#### [What is required]
One number is the whole answer: how many lines of the material hold "Target".

#### [Records for the exercise]
◇ ◇ ◇ ◇ ◇

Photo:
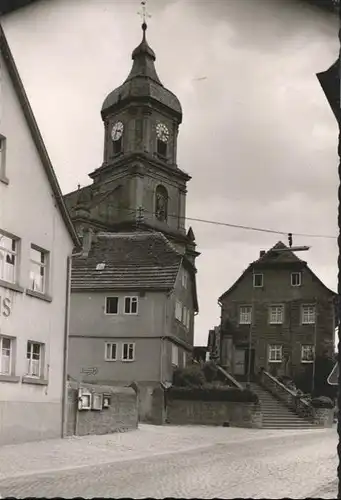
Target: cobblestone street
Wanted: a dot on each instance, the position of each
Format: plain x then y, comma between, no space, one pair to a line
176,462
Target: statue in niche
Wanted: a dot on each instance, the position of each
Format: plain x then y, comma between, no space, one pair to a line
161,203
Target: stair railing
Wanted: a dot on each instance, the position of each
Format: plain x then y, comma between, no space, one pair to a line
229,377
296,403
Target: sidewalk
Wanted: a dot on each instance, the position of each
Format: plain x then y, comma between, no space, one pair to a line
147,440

◇ ◇ ◇ ◇ ◇

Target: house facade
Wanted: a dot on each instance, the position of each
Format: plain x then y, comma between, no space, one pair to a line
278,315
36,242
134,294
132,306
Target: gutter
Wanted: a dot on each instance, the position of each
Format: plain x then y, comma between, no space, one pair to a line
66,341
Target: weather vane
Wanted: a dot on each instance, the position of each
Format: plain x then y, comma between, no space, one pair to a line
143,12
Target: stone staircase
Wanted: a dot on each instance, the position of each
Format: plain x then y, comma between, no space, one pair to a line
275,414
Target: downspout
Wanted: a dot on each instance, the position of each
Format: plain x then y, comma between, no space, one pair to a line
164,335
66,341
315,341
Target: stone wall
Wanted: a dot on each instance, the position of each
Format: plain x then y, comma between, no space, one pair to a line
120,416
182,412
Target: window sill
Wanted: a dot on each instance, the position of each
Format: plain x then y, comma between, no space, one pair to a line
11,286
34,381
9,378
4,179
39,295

◇ ◇ ◇ ◇ ◇

#### [Your solution]
11